EXERCISE PASSAGE:
Eko Health has learned a bit about batteries and Bluetooth while developing AI-powered medical devices to help physicians detect cardiovascular disease.
Eko Health’s devices include hardware — in the form of its Duo and Core digital stethoscopes — and algorithms that analyze the acoustic and electrocardiogram (ECG) signals collected by those handheld devices. Together, their hardware and software is cleared by the FDA to detect heart murmurs, atrial fibrillation (AFib) and signs of low left ventricular ejection fraction.
Related: How Eko Health’s AI-powered stethoscope detects early signs of heart failure
In an interview with Medical Design & Outsourcing, Eko Health co-founder and CEO Connor Landgraf said Bluetooth and battery advances deserve some of the credit for making the device developer’s products possible. He shared some of Eko Health’s lessons with those technologies — including considerations when choosing between Apple’s iOS and Android platforms — as well as general advice for medical device designers and engineers.
Bluetooth design tips
“Surprisingly, we’ve actually been able to work pretty well with inside the bounds of Bluetooth,” he said. “Part of that was writing a custom protocol and going down to very low level in terms of the actual design of the control of the Bluetooth protocol and firmware, and being able to do a lot of work around data compression in a lossless fashion signal processing above that to ensure that we are really honed in on the frequency that we cared about, and then optimizing for error checking and the appropriate assessment to make sure that there was no data loss or data corruption in transit.”
“We basically wrote a protocol specifically for the data type that we were trying to transfer, and as a result, we have been really happy with the durability and reliability of these connections,” he continued. “We’re not talking 30,40 feet here, we’re talking 5 feet in the exam room. It’s worked quite well for us and we’re really happy with it.”
He had words of caution for device designers and engineers tempted to start from scratch.

THINGS TO DO:
1 > Quote the Eko Health article word for word, starting with "Eko Health’s devices" and going on through "designers and engineers.".
2 > Extend the article on Eko Health's stethoscopes beyond its last sentence.

[Descriptions of regions in natural language]
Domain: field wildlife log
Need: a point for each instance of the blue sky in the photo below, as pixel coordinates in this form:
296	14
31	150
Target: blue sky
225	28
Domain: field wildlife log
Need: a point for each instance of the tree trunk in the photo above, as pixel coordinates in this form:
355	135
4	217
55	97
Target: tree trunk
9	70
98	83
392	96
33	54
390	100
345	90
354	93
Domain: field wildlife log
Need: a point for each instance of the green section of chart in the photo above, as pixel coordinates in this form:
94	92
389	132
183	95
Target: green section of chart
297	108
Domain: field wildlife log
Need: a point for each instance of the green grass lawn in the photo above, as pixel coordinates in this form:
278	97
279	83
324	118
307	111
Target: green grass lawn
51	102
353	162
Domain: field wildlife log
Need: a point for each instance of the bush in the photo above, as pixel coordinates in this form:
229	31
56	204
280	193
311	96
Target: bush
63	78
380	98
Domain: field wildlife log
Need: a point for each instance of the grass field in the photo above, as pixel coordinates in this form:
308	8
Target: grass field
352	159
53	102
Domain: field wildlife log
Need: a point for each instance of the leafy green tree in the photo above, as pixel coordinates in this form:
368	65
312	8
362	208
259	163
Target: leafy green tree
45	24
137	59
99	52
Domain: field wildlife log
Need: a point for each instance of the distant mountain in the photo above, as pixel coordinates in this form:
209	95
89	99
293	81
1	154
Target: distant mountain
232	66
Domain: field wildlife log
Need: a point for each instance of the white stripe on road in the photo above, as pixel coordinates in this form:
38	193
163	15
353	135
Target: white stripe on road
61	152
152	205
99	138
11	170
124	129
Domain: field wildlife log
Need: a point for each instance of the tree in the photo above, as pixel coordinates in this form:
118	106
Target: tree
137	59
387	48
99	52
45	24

--

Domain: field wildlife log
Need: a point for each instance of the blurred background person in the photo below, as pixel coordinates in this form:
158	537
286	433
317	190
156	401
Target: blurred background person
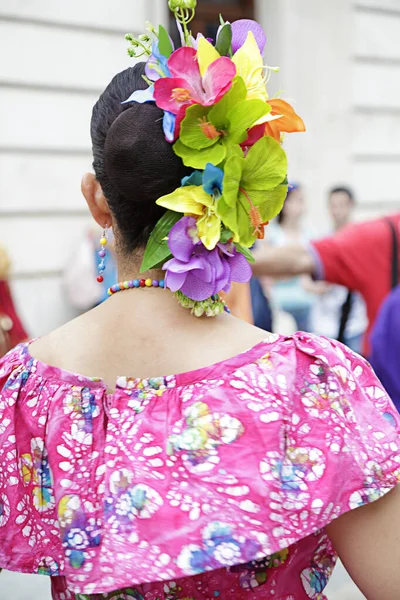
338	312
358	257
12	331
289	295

ANSWERS BY TASK:
1 >
Eko Health’s devices include hardware — in the form of its Duo and Core digital stethoscopes — and algorithms that analyze the acoustic and electrocardiogram (ECG) signals collected by those handheld devices. Together, their hardware and software is cleared by the FDA to detect heart murmurs, atrial fibrillation (AFib) and signs of low left ventricular ejection fraction.
Related: How Eko Health’s AI-powered stethoscope detects early signs of heart failure
In an interview with Medical Design & Outsourcing, Eko Health co-founder and CEO Connor Landgraf said Bluetooth and battery advances deserve some of the credit for making the device developer’s products possible. He shared some of Eko Health’s lessons with those technologies — including considerations when choosing between Apple’s iOS and Android platforms — as well as general advice for medical device designers and engineers.

2 >
“At least in our situation, we’ve definitely seen plenty of other companies choosing to rewrite stuff from the ground up and choosing their own customized protocol and not relying on Bluetooth, but using some modified version of a different 2.4 GHz protocol or something like that,” he said. “Operating inside the constraints of a very well accepted and well tested platform like Bluetooth but then doing a lot of customization to get the exact type of data and the exact type of packet structure and the appropriate checksums and such worked really well for us. We got all the structure and stability of a really well tested code base like Bluetooth that was supported by a lot of different vendors and different chipsets, and got the customizability that we wanted to be able to make it work on our specific structure.”
Apple iOS vs. Android
One of the biggest considerations when working with Bluetooth is the variable quality of receivers, which might influence a device developer’s choice on whether to support Apple’s iOS versus Android platforms.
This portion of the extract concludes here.